Problem to work on
Please reproduce everything from the start of the records down through the line containing "<point>302,977</point>", requests included, offsetting every coordinate in the answers by -102. Leave the pictures out of your answer.
## START Records to process
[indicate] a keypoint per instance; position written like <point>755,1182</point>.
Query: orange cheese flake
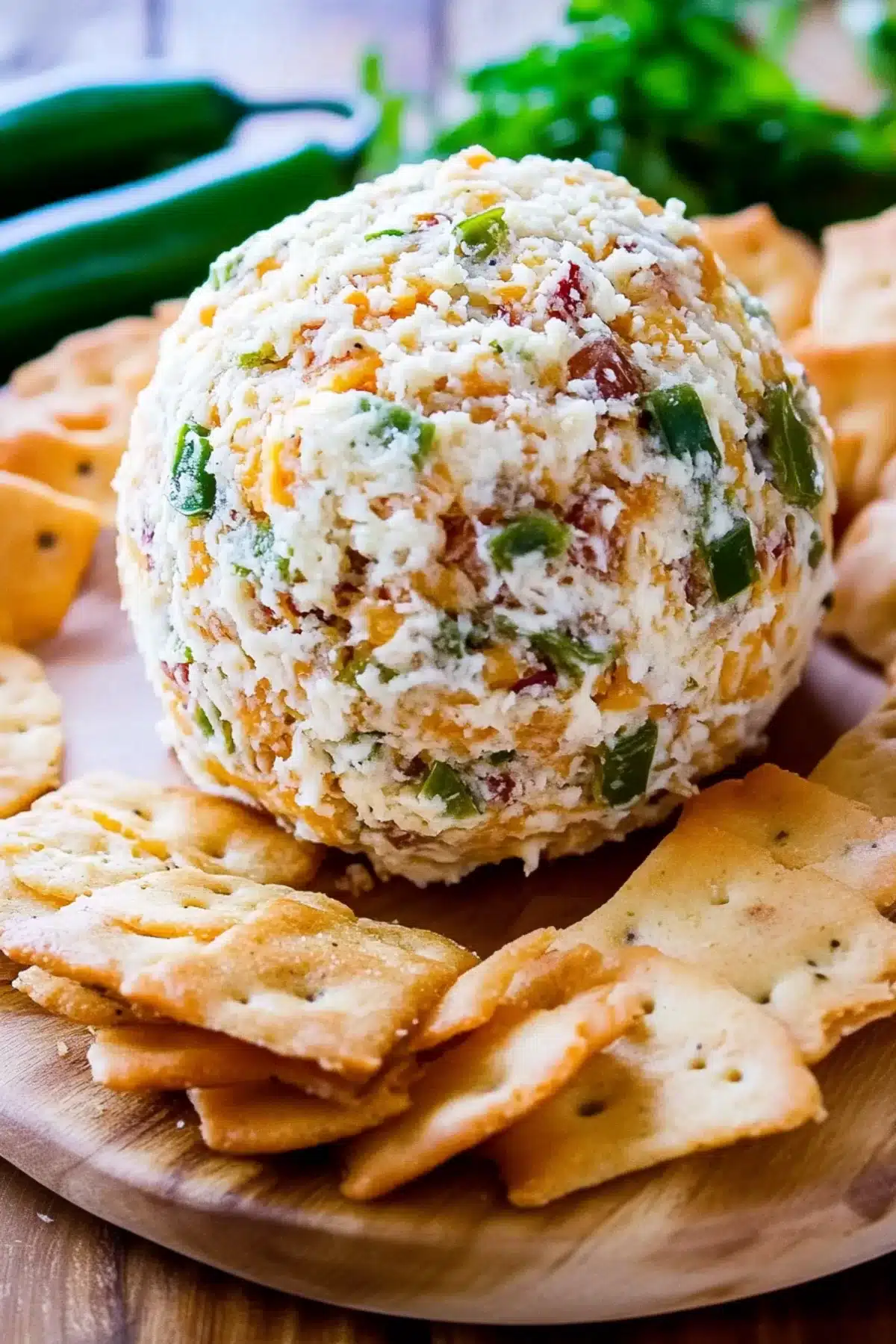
<point>280,479</point>
<point>477,158</point>
<point>356,376</point>
<point>622,694</point>
<point>200,562</point>
<point>383,623</point>
<point>361,302</point>
<point>500,670</point>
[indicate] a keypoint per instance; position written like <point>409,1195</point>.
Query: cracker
<point>46,542</point>
<point>856,300</point>
<point>191,828</point>
<point>72,441</point>
<point>802,824</point>
<point>168,1057</point>
<point>778,265</point>
<point>122,354</point>
<point>864,608</point>
<point>487,1082</point>
<point>859,398</point>
<point>862,765</point>
<point>815,952</point>
<point>477,994</point>
<point>30,732</point>
<point>702,1068</point>
<point>276,1119</point>
<point>187,902</point>
<point>67,999</point>
<point>302,977</point>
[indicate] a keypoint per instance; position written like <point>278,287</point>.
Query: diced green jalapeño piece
<point>394,420</point>
<point>447,784</point>
<point>626,764</point>
<point>203,722</point>
<point>794,467</point>
<point>682,423</point>
<point>732,561</point>
<point>815,550</point>
<point>482,235</point>
<point>566,653</point>
<point>536,531</point>
<point>191,488</point>
<point>255,358</point>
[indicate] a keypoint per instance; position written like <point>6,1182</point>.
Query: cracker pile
<point>682,1015</point>
<point>63,425</point>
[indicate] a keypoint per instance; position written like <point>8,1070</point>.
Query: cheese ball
<point>473,514</point>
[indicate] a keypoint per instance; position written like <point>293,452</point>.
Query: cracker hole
<point>591,1108</point>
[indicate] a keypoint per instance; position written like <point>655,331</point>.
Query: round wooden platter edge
<point>706,1230</point>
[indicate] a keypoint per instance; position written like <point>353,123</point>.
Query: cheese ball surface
<point>473,514</point>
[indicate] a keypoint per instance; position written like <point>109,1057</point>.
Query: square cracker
<point>274,1119</point>
<point>50,858</point>
<point>815,952</point>
<point>702,1068</point>
<point>121,354</point>
<point>487,1082</point>
<point>72,441</point>
<point>862,765</point>
<point>168,1057</point>
<point>300,977</point>
<point>479,992</point>
<point>856,300</point>
<point>107,828</point>
<point>859,399</point>
<point>46,542</point>
<point>805,826</point>
<point>778,265</point>
<point>30,732</point>
<point>191,828</point>
<point>67,999</point>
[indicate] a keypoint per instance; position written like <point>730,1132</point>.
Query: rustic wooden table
<point>70,1278</point>
<point>66,1277</point>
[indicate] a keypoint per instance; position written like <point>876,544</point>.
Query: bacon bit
<point>568,299</point>
<point>546,676</point>
<point>460,544</point>
<point>605,363</point>
<point>601,546</point>
<point>501,786</point>
<point>178,672</point>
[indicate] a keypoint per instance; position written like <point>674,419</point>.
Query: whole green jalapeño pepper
<point>100,257</point>
<point>60,139</point>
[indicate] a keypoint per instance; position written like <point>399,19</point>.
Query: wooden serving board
<point>709,1229</point>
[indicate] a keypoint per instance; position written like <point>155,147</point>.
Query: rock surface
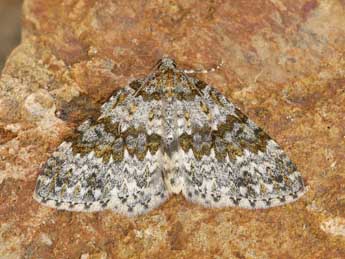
<point>284,65</point>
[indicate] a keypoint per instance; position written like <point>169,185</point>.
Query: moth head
<point>166,63</point>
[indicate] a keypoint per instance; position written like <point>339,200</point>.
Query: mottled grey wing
<point>224,159</point>
<point>111,163</point>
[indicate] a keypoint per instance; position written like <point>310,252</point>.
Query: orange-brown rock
<point>283,65</point>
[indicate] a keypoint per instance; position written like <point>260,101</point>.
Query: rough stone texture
<point>284,65</point>
<point>10,12</point>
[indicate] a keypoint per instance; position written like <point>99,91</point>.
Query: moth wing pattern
<point>225,159</point>
<point>111,163</point>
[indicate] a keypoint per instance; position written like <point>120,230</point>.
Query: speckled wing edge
<point>231,161</point>
<point>112,163</point>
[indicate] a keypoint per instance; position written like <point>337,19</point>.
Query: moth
<point>166,134</point>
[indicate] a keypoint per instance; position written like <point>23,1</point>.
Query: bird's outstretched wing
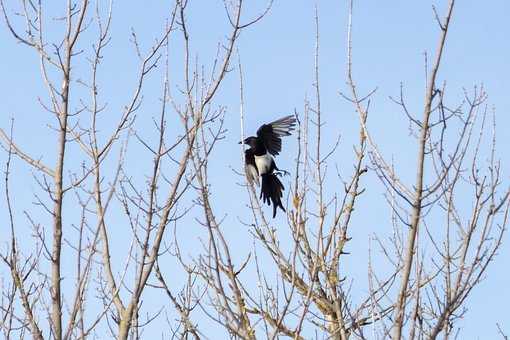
<point>271,133</point>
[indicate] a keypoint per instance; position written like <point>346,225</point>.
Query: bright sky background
<point>389,41</point>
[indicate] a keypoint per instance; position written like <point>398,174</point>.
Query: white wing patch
<point>264,163</point>
<point>252,174</point>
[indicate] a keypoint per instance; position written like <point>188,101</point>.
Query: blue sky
<point>389,41</point>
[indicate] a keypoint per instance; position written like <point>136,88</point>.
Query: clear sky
<point>389,41</point>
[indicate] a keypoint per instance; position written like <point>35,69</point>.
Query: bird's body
<point>265,164</point>
<point>260,162</point>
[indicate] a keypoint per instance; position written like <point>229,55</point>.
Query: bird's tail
<point>272,191</point>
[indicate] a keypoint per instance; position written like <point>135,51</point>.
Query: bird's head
<point>250,141</point>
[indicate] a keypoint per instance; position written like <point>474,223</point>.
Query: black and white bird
<point>260,162</point>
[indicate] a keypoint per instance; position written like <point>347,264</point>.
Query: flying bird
<point>260,162</point>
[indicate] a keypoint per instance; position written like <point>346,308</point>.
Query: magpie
<point>260,162</point>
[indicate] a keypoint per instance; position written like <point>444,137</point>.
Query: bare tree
<point>119,228</point>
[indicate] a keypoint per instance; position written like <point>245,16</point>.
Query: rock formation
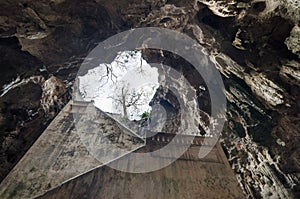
<point>254,44</point>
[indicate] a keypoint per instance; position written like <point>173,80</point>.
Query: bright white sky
<point>131,72</point>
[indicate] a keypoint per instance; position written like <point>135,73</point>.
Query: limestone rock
<point>293,41</point>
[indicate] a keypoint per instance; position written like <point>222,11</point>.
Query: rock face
<point>254,44</point>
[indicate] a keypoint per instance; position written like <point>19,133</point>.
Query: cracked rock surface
<point>254,44</point>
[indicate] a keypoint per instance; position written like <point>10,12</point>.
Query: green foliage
<point>146,114</point>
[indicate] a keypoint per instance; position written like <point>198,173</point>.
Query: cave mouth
<point>145,98</point>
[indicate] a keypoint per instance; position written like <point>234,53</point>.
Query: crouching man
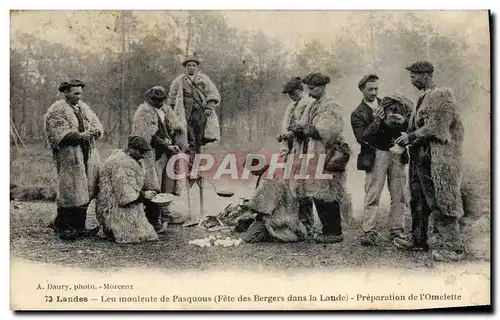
<point>119,205</point>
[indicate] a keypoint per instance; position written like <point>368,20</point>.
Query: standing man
<point>376,138</point>
<point>435,138</point>
<point>193,96</point>
<point>294,112</point>
<point>72,129</point>
<point>119,204</point>
<point>158,124</point>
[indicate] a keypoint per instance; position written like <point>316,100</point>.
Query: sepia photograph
<point>250,159</point>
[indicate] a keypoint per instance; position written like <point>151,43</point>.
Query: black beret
<point>292,85</point>
<point>72,83</point>
<point>366,78</point>
<point>421,67</point>
<point>190,59</point>
<point>138,143</point>
<point>316,79</point>
<point>157,92</point>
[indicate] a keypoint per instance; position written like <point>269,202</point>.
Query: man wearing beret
<point>72,129</point>
<point>435,136</point>
<point>122,192</point>
<point>376,138</point>
<point>294,112</point>
<point>193,96</point>
<point>159,125</point>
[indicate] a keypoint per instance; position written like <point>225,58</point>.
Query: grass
<point>31,239</point>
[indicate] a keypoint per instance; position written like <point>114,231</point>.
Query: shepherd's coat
<point>145,124</point>
<point>75,186</point>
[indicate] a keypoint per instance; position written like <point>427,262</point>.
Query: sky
<point>91,30</point>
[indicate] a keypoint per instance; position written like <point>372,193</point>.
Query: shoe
<point>404,244</point>
<point>369,239</point>
<point>68,235</point>
<point>328,238</point>
<point>398,233</point>
<point>447,255</point>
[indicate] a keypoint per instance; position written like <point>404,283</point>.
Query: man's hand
<point>85,135</point>
<point>174,149</point>
<point>149,194</point>
<point>379,114</point>
<point>403,140</point>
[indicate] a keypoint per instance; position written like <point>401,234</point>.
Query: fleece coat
<point>76,185</point>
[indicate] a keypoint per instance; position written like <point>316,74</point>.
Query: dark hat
<point>157,92</point>
<point>316,79</point>
<point>292,85</point>
<point>189,59</point>
<point>138,143</point>
<point>72,83</point>
<point>421,67</point>
<point>365,79</point>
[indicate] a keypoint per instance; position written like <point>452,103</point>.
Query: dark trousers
<point>329,214</point>
<point>71,218</point>
<point>424,208</point>
<point>306,214</point>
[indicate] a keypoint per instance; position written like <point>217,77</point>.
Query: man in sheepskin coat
<point>193,96</point>
<point>321,125</point>
<point>435,139</point>
<point>294,111</point>
<point>376,138</point>
<point>72,129</point>
<point>119,204</point>
<point>157,123</point>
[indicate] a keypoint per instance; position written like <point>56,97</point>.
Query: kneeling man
<point>119,204</point>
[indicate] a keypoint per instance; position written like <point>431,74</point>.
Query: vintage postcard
<point>249,160</point>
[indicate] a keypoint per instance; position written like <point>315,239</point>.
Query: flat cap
<point>421,67</point>
<point>316,79</point>
<point>71,83</point>
<point>157,92</point>
<point>366,78</point>
<point>138,143</point>
<point>292,85</point>
<point>190,59</point>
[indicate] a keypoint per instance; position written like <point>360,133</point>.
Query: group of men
<point>124,185</point>
<point>432,134</point>
<point>390,131</point>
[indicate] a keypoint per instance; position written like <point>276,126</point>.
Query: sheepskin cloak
<point>437,121</point>
<point>75,186</point>
<point>145,124</point>
<point>325,116</point>
<point>176,94</point>
<point>118,212</point>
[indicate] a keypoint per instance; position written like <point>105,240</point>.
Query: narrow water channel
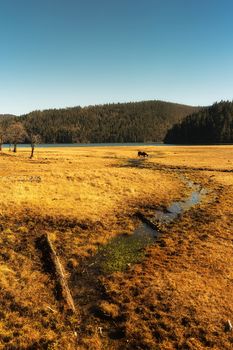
<point>125,250</point>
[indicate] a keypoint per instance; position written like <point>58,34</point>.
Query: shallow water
<point>124,250</point>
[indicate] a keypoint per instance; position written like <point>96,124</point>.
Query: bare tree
<point>2,136</point>
<point>35,139</point>
<point>16,134</point>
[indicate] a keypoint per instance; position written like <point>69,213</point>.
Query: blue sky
<point>61,53</point>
## END Records to process
Final result
[indicate] a keypoint per instance; position written like <point>755,1182</point>.
Query: orange cheese flake
<point>178,377</point>
<point>375,56</point>
<point>254,274</point>
<point>520,592</point>
<point>98,460</point>
<point>281,521</point>
<point>259,200</point>
<point>398,568</point>
[indicate] a keypoint per instance; position written like <point>409,1195</point>.
Query: cracker
<point>-56,440</point>
<point>754,198</point>
<point>89,726</point>
<point>-30,339</point>
<point>700,722</point>
<point>66,955</point>
<point>676,163</point>
<point>20,252</point>
<point>762,506</point>
<point>385,980</point>
<point>757,296</point>
<point>760,663</point>
<point>713,850</point>
<point>375,892</point>
<point>-72,630</point>
<point>600,966</point>
<point>174,1017</point>
<point>85,800</point>
<point>-35,897</point>
<point>200,875</point>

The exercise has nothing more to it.